### Task objective
Some lines hold the string "painted". Copy all of them from the material that follows.
*** The data ***
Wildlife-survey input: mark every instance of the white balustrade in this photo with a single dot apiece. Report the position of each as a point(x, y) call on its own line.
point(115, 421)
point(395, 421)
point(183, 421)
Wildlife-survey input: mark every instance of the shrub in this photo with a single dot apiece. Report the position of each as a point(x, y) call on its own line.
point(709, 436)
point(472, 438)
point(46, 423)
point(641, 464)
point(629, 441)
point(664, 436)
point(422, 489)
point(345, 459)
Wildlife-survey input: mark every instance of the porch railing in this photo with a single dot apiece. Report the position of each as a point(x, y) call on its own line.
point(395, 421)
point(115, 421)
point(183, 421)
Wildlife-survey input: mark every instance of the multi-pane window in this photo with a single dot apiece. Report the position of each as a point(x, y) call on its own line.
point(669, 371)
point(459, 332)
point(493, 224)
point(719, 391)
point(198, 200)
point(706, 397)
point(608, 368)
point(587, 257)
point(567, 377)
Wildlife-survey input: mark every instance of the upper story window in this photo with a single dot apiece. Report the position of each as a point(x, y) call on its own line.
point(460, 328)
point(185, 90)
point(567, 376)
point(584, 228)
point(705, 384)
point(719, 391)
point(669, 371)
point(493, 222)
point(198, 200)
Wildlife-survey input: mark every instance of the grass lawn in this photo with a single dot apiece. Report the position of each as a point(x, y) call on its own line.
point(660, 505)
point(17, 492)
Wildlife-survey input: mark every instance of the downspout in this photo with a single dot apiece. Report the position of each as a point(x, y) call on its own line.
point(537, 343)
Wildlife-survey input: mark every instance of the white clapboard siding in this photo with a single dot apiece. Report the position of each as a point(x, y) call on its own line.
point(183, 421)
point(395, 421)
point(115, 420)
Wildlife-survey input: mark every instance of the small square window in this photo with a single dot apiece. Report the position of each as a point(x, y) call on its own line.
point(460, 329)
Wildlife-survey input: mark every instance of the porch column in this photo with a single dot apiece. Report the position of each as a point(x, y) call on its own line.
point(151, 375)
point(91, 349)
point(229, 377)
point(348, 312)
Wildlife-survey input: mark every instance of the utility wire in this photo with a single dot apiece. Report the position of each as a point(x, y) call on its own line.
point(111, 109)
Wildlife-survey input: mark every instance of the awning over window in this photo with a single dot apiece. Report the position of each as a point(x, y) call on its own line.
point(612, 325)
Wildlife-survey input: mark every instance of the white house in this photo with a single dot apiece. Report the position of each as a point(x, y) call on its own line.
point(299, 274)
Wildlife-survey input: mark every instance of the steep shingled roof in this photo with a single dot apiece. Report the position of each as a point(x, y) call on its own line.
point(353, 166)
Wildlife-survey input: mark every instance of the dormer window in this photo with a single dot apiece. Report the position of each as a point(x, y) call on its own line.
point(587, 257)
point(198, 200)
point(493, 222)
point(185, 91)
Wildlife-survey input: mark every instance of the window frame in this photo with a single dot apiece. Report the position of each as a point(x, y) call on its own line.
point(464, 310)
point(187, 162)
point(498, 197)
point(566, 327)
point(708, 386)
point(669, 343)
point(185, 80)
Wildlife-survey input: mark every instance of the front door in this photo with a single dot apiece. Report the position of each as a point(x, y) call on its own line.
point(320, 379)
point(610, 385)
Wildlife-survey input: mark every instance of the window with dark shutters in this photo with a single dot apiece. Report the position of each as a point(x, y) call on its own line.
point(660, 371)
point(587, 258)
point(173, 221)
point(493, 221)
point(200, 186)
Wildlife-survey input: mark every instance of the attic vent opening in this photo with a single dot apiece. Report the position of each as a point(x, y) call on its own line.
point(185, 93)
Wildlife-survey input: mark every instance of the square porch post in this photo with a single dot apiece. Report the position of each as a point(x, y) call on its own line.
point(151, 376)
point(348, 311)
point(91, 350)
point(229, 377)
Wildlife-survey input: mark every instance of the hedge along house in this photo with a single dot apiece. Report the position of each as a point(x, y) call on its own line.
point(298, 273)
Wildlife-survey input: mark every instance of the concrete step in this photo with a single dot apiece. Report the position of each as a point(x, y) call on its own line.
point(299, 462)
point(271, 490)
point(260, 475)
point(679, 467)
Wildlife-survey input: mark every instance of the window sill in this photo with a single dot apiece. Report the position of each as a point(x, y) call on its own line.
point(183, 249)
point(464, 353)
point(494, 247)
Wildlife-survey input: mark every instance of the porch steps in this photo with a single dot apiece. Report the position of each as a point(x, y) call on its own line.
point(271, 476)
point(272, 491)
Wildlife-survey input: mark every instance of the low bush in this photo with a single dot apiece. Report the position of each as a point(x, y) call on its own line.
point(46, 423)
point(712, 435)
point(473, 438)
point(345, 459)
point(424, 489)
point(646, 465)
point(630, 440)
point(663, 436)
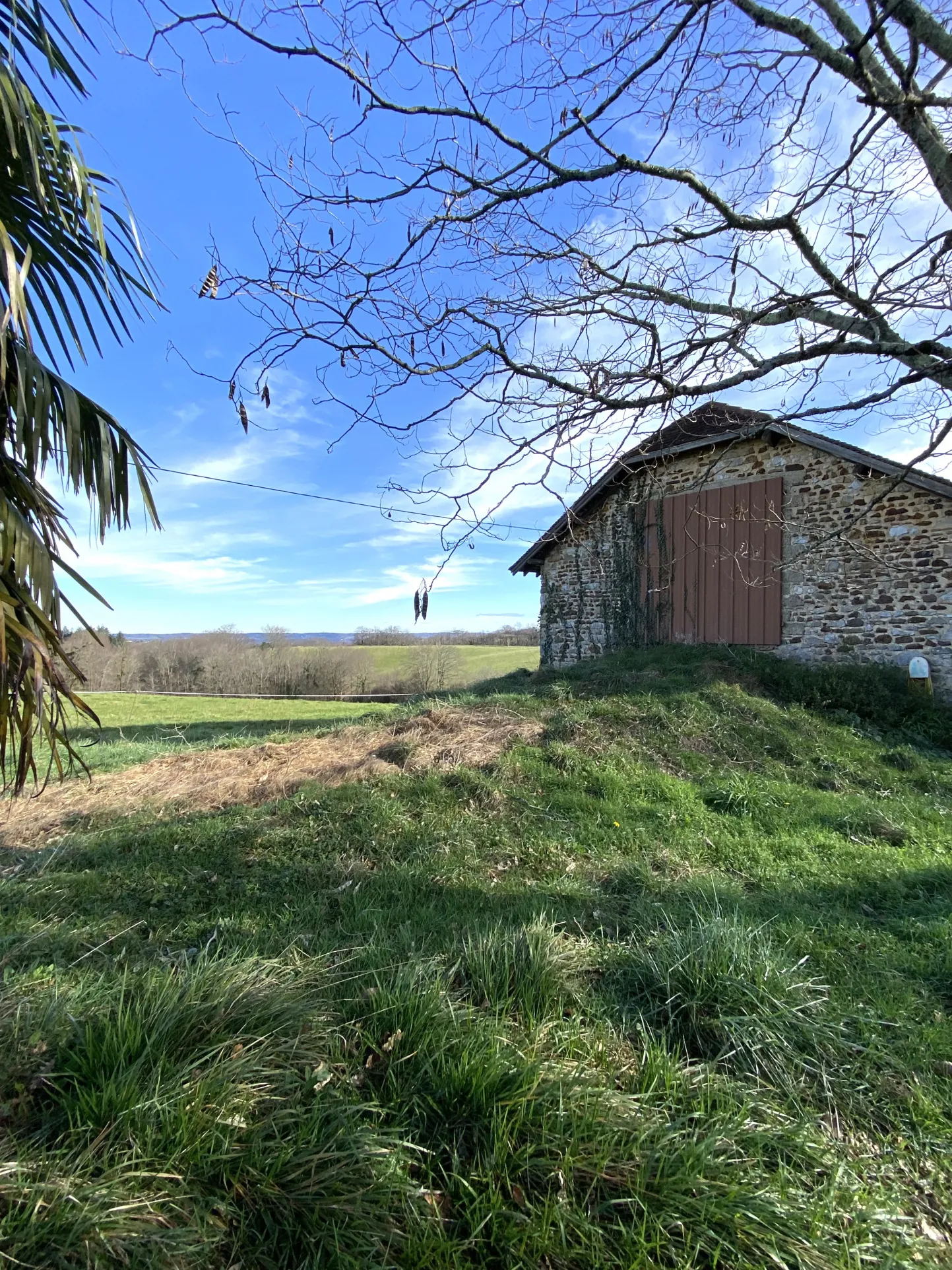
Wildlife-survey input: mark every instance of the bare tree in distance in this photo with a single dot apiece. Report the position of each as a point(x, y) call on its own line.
point(532, 234)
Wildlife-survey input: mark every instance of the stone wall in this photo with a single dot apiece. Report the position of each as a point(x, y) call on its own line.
point(880, 591)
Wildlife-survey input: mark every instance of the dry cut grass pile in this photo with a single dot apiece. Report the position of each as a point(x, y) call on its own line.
point(210, 780)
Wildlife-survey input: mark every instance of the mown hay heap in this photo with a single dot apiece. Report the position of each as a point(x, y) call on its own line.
point(208, 780)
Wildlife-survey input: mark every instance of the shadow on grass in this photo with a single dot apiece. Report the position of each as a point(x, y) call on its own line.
point(873, 695)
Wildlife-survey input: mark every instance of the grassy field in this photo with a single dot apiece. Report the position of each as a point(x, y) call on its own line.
point(672, 987)
point(476, 662)
point(137, 727)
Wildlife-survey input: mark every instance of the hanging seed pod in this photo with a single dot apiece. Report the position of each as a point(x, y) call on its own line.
point(210, 287)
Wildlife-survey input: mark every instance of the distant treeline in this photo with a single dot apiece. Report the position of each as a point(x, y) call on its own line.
point(221, 661)
point(226, 661)
point(507, 636)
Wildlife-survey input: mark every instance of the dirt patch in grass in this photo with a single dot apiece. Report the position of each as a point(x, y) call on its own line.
point(210, 780)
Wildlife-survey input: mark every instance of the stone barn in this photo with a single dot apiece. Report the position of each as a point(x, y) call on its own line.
point(728, 527)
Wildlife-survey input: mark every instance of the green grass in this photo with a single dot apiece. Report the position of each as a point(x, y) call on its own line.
point(476, 662)
point(670, 988)
point(141, 727)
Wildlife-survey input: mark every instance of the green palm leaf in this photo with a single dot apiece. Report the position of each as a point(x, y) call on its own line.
point(69, 265)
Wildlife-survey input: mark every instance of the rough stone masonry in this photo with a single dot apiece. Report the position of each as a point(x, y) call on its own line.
point(879, 591)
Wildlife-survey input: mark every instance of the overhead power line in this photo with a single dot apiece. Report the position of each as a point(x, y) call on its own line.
point(408, 518)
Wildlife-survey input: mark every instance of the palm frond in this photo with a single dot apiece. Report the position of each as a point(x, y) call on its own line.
point(70, 263)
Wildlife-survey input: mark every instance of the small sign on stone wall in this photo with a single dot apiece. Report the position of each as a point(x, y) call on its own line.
point(919, 676)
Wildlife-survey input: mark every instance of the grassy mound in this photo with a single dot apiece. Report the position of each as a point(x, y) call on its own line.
point(668, 987)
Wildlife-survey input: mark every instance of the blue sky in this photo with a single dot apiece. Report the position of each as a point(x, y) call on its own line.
point(228, 554)
point(232, 555)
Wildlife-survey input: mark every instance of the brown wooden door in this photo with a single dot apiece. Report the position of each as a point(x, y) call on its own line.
point(718, 551)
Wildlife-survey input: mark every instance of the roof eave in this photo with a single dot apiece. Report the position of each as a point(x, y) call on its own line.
point(531, 560)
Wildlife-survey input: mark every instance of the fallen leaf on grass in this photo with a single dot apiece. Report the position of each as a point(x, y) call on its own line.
point(438, 1203)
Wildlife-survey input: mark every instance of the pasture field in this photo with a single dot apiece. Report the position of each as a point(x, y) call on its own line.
point(667, 984)
point(476, 662)
point(137, 727)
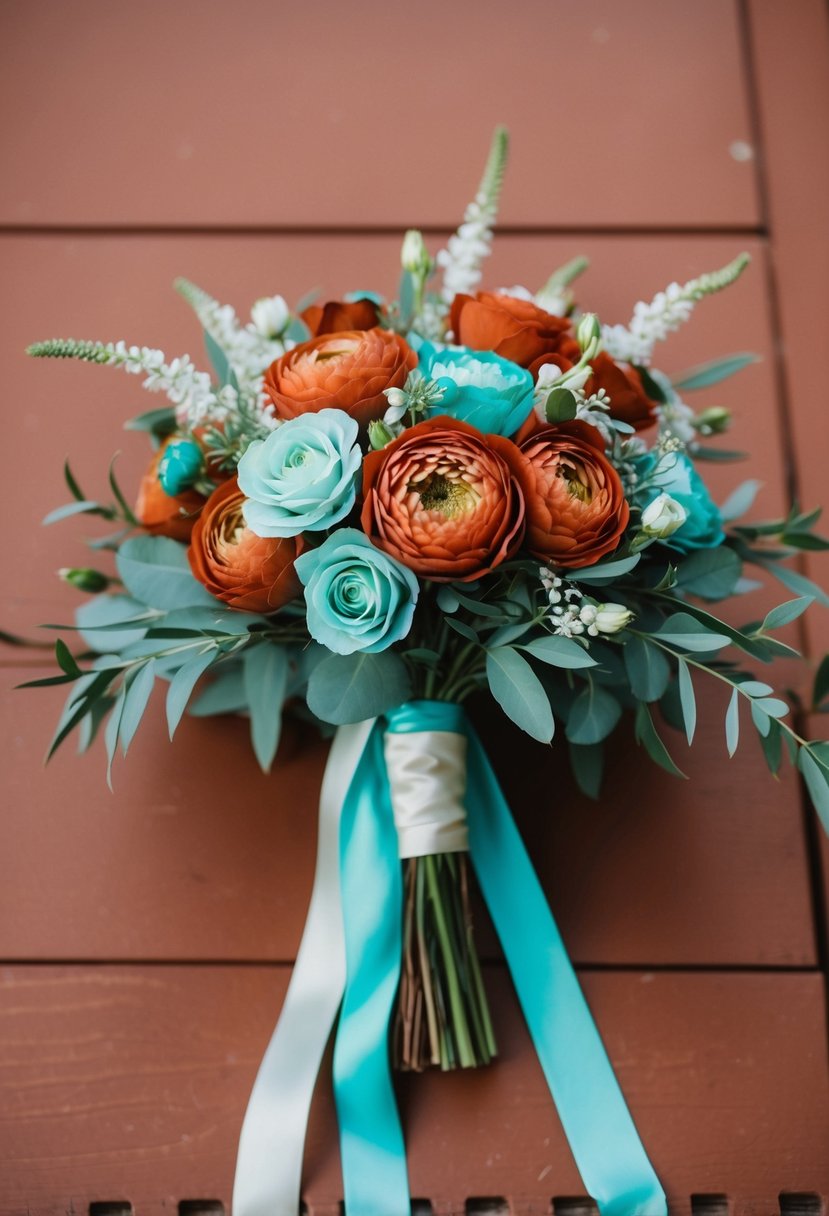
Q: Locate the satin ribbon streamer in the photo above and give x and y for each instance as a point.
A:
(597, 1122)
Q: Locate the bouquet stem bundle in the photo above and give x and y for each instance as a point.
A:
(443, 1013)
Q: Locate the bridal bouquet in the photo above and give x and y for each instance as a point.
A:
(370, 511)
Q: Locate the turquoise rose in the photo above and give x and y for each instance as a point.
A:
(357, 597)
(303, 477)
(480, 388)
(675, 474)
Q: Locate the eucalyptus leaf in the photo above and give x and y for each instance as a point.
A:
(265, 674)
(593, 715)
(648, 669)
(519, 692)
(182, 684)
(156, 570)
(559, 652)
(351, 687)
(733, 722)
(714, 372)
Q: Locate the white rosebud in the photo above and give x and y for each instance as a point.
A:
(270, 316)
(415, 257)
(612, 618)
(661, 517)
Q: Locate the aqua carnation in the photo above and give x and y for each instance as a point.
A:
(480, 388)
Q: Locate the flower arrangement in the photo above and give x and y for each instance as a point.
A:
(373, 510)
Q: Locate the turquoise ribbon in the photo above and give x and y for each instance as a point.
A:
(597, 1122)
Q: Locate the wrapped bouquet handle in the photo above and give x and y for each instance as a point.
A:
(362, 902)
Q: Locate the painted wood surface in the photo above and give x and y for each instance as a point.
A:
(146, 935)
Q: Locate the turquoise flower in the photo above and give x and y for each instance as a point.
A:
(675, 474)
(480, 388)
(357, 597)
(303, 477)
(180, 466)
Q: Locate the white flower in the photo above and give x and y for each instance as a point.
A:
(270, 315)
(612, 618)
(661, 517)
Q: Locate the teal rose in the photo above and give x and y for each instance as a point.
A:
(675, 474)
(357, 597)
(303, 477)
(480, 388)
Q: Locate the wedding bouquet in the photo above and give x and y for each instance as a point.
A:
(373, 510)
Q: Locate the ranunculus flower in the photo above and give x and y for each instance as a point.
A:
(246, 572)
(303, 477)
(629, 400)
(357, 597)
(514, 328)
(480, 388)
(342, 371)
(575, 504)
(162, 513)
(337, 316)
(675, 474)
(444, 500)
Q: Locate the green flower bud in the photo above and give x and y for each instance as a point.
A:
(84, 579)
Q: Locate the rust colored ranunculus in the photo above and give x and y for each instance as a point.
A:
(336, 316)
(575, 504)
(164, 514)
(629, 400)
(244, 570)
(342, 371)
(444, 500)
(513, 328)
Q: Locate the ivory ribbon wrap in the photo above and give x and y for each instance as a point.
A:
(351, 951)
(428, 781)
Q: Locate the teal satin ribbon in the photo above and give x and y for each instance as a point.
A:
(597, 1122)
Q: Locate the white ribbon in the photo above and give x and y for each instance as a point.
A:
(428, 781)
(269, 1166)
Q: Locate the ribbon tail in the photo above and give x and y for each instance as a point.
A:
(270, 1157)
(374, 1176)
(591, 1105)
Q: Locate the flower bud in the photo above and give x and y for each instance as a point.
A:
(661, 517)
(588, 333)
(415, 257)
(84, 579)
(714, 421)
(612, 618)
(270, 316)
(379, 435)
(180, 466)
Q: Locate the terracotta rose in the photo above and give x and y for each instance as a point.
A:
(342, 371)
(444, 500)
(575, 504)
(246, 572)
(164, 514)
(336, 316)
(513, 328)
(629, 400)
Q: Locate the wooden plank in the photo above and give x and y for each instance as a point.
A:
(269, 114)
(113, 288)
(791, 65)
(198, 855)
(129, 1084)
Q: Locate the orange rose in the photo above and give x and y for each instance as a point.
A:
(513, 328)
(337, 316)
(629, 401)
(244, 570)
(343, 371)
(575, 504)
(164, 514)
(444, 500)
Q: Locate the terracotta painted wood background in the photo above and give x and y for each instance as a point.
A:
(146, 936)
*** End of The data ***
### Exercise output
Q: Locate the painted wood surface in the photo above and give x and y for each instance as a point.
Q: Locate the terracotta painted wood background in the photo above and give x and y for each instance as a point.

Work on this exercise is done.